___ Extract to read

BBC Local Radio joins Freeview
It's the local radio network which surely must have the most outlets across various digital platforms. Now, in addition to broadcasts on FM, AM(MW), DAB and online, the first two BBC Local Radio stations have gone live via Freeview.
- Listeners in London can tune into BBC London on channel 721.
- Listeners in the West Midlands TV region can tune into BBC WM on channel 722.
The launch has already raised questions from some listeners, especially as BBC WM is being broadcast across a much wider area than its core FM/DAB coverage area. Listeners are wondering why their Freeview service is carrying BBC WM rather than their local station in the Midlands.
Should this week's launch be a precursor to a full roll-out, some listeners will invariably miss out thanks to the regional transmission structure of the BBC service's on Freeview and its anomalies (think of North Norfolk receiving BBC Hull and ITV Yorkshire, for example) compared to BBC Local Radio's traditional radio transmitter coverage areas.
Although the BBC has so far remained tight lipped over Local Radio on Freeview, the choice of channel numbers on Freeview indicates future expansion.

______
___ Provided material

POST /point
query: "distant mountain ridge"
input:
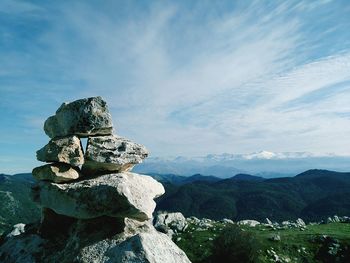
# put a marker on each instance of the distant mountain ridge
(264, 163)
(312, 195)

______

● Written request 1: Using the article on BBC Local Radio and Freeview, decide whether each statement agrees with it. Answer yes or no for each, and quote the words that decide it: (a) BBC WM can be found on Freeview channel 722; (b) the BBC has announced a full roll-out of Local Radio on Freeview; (c) BBC WM on Freeview covers a wider area than its core FM/DAB coverage area.
● Written request 2: Take the article on BBC Local Radio and Freeview further, beginning after its last sentence.
The lines play no part in this work.

● Exercise response 1:
(a) Yes: "Listeners in the West Midlands TV region can tune into BBC WM on channel 722."
(b) No: "the BBC has so far remained tight lipped over Local Radio on Freeview"
(c) Yes: "BBC WM is being broadcast across a much wider area than its core FM/DAB coverage area"

● Exercise response 2:
Channels 719 and 720 are used for BBC Radio stations in the nations across Scotland, Wales and Northern Ireland. Rather than launching BBC Local Radio in England on channels 719 and 720, which remain unused in England because of their use in the nations, the BBC have utilised channels 721 and 722. This means the BBC now effectively has a range of channels - from 719-722 - to enable it to have four consecutive local radio slots on the Freeview channel guide in each English region.
In practice, capacity on the BBC's main Freeview multiplex remains extremely limited - and in Scotland, where BBC Alba TV is shoehorned in - some radio stations, including BBC Radio 1 are actually taken off air during Alba's transmission hours. Here, BBC TV services have had their audio bitrates cut to 192kpbs. It may take some squeezing and reduction of standard definition TV, audio and Red Button bitrates here and there to allow the BBC to offer a full set of BBC Local Radio stations for each English TV region if it wanted to in the future.